What this exercise asks —
(1) For the article on the Limetree Bay Refinery closure, decide whether each statement agrees with it: (a) the court set November 1 as the deadline for a sale of the refinery; (b) the refinery suspended all production on February 1; (c) Limetree Bay Terminals announced it would lay off 35 employees. Answer yes or no for each, and quote the words of the article that decide it.
(2) Carry the article on the Limetree Bay Refinery closure forward, beginning right after its last sentence.

VI News Staff 3 years ago

Friday is Last Day for Most Limetree Bay Refinery Employees as Closure's Economic Impact Ripples Through St. Croix

ST. CROIX — While a potential sale of the Limetree Bay Refinery may come later this year, which would mean the possibility of oil refining at the south shore facility along with employment and an economic boost to St. Croix, the company will lay off the bulk of its remaining 275 employees on Friday as it winds down operations for an indefinite suspension.

Meanwhile, proceedings are continuing in bankruptcy court in Texas, and a sale of the refinery could happen in the closing months of 2021. The deadline for a sale, as per the court, is November 1. The refinery's future is dependent on a potential buyer's intentions, though most potential buyers would be expected to resume oil refining at some point as billions of dollars have been poured into the refinery for the main purpose of oil refining. Limetree Bay on February 1st announced the resumption of oil refining but on June 21 suspended all production following incidents the facility suffered.

Another sign of the imminency of the refinery's dwindling activity was Limetree Bay Terminals' announcement Monday that it would layoff 35 employees in a reorganization effort resulting from the refinery's closure. Limetree Bay Refining was Limetree Bay Terminals' largest customer.

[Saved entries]
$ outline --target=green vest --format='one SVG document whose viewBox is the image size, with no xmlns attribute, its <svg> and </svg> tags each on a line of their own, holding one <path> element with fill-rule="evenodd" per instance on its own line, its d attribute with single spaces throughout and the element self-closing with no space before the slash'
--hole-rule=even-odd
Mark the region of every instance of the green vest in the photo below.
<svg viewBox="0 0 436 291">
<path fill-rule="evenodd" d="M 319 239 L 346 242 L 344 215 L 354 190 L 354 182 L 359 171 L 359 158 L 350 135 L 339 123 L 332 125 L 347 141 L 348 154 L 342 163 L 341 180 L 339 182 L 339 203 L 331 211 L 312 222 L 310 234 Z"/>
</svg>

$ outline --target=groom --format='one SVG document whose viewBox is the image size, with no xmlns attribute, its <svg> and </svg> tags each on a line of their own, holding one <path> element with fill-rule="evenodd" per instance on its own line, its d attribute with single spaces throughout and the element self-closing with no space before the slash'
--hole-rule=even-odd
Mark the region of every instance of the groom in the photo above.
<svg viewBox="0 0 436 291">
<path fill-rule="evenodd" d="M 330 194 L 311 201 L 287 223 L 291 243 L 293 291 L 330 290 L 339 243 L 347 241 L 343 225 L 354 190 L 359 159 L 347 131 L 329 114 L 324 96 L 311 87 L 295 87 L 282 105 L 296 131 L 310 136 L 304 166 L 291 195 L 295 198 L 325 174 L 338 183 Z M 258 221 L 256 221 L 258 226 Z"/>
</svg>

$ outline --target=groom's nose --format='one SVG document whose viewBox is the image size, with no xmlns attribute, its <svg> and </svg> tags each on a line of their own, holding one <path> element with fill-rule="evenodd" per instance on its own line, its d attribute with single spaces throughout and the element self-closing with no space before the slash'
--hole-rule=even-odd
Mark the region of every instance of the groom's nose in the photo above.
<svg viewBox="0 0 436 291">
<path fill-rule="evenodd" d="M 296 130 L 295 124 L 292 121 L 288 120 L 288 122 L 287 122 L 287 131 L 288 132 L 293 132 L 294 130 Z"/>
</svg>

Your written answers —
(1)
(a) Yes: "The deadline for a sale, as per the court, is November 1."
(b) No: "Limetree Bay on February 1st announced the resumption of oil refining but on June 21 suspended all production following incidents the facility suffered."
(c) Yes: "Limetree Bay Terminals' announcement Monday that it would layoff 35 employees in a reorganization effort resulting from the refinery's closure."

(2)
The economic impact from what was once the territory's largest employer is already being felt both in the central government, on local businesses and on individual lives. The Bryan administration's touting of a $71 million budget surplus can no longer be boasted in part due to the refinery's closure along with the spend of $45 million to $50 million on gov't employees based on a promise to repay the 8 percent salary reduction. Additionally, the Bryan administration had to include $30 million in federal funds from the American Rescue Plan as an offset to meet budget projections. All considered, the government found itself in a deficit — $20 million from refinery projections and the inclusion of $30 million from Covid dollars to meet budget demands — of $50 million.

A recent survey conducted by the Office of Delegate to Congress Stacey Plaskett brought into focus the sharp negative impact on the economy the closure of Limetree Bay Refining has had. Virtually all business owners who participated in the survey, seen here, said the closure had a negative impact on their operation in one form or another.

These business owners, some directly tied to Limetree Bay Refining, reported less traffic, loss of students (hinting at a learning institution), drop in marine services and less traffic at food establishments, among others.